#### CONSIGNE 1:
Répondez aux questions suivantes à partir de l'extrait source.
(a) Quelle est la durée maximale du congé accordé au salarié candidat pour participer à la campagne électorale ?
(b) Dans quel délai le salarié doit-il avertir son employeur avant chaque absence ?
(c) Quelle ancienneté le salarié élu à l'Assemblée nationale doit-il justifier pour suspendre son contrat de travail ?
#### CONSIGNE 2:
Réécrivez tout le passage de l'extrait source, de « Une fois élu, le » jusqu'à « 3142-83 du Code du travail). », en remplaçant « un an » par « deux ans ».
#### CONSIGNE 3:
Indiquez si chacune des affirmations suivantes est conforme à l'extrait source, en citant les mots qui le montrent.
(a) L'employeur peut refuser le congé demandé par le salarié candidat.
(b) Le congé de campagne peut être pris par demi-journées.
(c) Seuls les salariés ayant au moins un an d'ancienneté ont droit au congé de campagne.

#### EXTRAIT SOURCE:
◆ ◆ ◆ ◆
Le salarié candidat aux élections législatives a droit, quelle que soit son ancienneté, à un congé d’une durée maximale de 20 jours ouvrables pour participer à la campagne électorale. Pour en bénéficier, il doit avertir son employeur au moins 24 heures avant le début de chaque absence, ce congé pouvant être fractionné en demi-journées. L’employeur ne peut pas s’y opposer. Ces absences sont assimilées à une période de travail effectif pour la détermination des droits à congés payés ainsi que des droits liés à l’ancienneté (articles L 3142-79 à L 3142-82 du code du travail). Sur demande du salarié, ses absences peuvent être imputées sur les droits à congés payés qu’il a acquis à la date du premier tour de scrutin — cette année, le 30 juin 2024. À défaut, elles ne sont pas rémunérées mais donnent lieu à récupération, en accord avec l’employeur (article L 3142-81 du Code du travail).
Une fois élu, le salarié titulaire d’un mandat parlementaire bénéficie de droits à congés destinés à lui permettre d’exercer ses fonctions. Le salarié élu à l’Assemblée nationale peut suspendre son contrat de travail pendant la durée de son mandat s’il justifie d’une ancienneté chez son employeur d’au moins un an à la date de son entrée en fonction (article L 3142-83 du Code du travail).
◆ ◆ ◆ ◆
#### DONNÉES FOURNIES:
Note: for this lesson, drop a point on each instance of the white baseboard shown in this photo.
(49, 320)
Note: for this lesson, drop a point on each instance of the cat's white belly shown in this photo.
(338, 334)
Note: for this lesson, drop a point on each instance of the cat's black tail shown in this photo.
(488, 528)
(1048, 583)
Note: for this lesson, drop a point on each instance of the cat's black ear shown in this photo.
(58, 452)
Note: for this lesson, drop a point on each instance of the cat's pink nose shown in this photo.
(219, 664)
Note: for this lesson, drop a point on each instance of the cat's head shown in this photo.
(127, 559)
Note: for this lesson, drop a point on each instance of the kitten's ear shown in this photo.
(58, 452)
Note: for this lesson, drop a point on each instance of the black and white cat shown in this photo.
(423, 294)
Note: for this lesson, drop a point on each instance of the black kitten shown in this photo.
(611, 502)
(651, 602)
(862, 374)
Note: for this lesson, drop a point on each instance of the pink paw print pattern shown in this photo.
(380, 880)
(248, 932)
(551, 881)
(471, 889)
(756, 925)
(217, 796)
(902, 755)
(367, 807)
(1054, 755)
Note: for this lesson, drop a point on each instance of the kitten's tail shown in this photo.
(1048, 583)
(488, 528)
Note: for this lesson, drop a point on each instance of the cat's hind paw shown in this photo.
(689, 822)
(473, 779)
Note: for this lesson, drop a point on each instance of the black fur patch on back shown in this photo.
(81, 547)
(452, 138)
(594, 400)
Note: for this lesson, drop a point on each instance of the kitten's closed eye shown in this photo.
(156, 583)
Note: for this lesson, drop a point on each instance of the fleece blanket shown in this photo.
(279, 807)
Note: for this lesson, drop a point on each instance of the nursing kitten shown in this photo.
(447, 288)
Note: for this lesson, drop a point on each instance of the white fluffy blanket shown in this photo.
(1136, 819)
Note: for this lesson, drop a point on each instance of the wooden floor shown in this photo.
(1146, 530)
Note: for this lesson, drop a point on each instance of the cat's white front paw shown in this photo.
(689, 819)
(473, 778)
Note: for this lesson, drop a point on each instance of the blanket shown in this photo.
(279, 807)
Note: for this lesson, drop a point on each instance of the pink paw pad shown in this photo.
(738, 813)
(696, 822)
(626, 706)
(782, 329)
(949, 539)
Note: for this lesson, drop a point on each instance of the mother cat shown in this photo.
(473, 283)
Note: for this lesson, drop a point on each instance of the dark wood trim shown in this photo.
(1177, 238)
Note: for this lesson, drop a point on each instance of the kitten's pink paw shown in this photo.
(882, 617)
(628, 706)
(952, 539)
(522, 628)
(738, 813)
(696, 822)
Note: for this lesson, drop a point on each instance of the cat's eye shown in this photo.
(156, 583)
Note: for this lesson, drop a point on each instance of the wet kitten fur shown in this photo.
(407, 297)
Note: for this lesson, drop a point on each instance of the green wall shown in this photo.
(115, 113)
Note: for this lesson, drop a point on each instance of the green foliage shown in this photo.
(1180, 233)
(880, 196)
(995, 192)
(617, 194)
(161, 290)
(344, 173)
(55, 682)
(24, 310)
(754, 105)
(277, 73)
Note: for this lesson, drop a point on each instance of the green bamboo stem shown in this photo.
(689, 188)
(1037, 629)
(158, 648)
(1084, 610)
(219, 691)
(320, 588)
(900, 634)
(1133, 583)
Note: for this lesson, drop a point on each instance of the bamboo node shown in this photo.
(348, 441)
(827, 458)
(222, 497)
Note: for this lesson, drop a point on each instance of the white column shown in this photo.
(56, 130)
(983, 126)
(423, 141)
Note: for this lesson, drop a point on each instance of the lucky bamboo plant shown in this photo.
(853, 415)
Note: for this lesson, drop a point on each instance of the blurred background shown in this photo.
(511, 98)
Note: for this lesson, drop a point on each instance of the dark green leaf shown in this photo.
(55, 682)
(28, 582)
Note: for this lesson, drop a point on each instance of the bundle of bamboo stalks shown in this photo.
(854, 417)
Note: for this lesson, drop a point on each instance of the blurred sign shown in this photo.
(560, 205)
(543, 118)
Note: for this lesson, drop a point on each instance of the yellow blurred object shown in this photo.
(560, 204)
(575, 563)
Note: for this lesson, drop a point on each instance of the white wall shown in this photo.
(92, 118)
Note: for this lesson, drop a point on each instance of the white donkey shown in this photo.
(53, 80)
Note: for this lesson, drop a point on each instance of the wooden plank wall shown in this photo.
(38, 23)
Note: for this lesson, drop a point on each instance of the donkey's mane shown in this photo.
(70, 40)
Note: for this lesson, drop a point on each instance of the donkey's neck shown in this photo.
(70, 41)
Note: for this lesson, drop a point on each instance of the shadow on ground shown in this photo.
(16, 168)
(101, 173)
◆ ◆ ◆ ◆
#### CORRIGÉ 1:
(a) 20 jours ouvrables.
(b) Au moins 24 heures avant le début de chaque absence.
(c) Au moins un an chez son employeur à la date de son entrée en fonction.

#### CORRIGÉ 2:
Une fois élu, le salarié titulaire d’un mandat parlementaire bénéficie de droits à congés destinés à lui permettre d’exercer ses fonctions. Le salarié élu à l’Assemblée nationale peut suspendre son contrat de travail pendant la durée de son mandat s’il justifie d’une ancienneté chez son employeur d’au moins deux ans à la date de son entrée en fonction (article L 3142-83 du Code du travail).

#### CORRIGÉ 3:
(a) Non : « L’employeur ne peut pas s’y opposer. »
(b) Oui : « ce congé pouvant être fractionné en demi-journées »
(c) Non : « quelle que soit son ancienneté »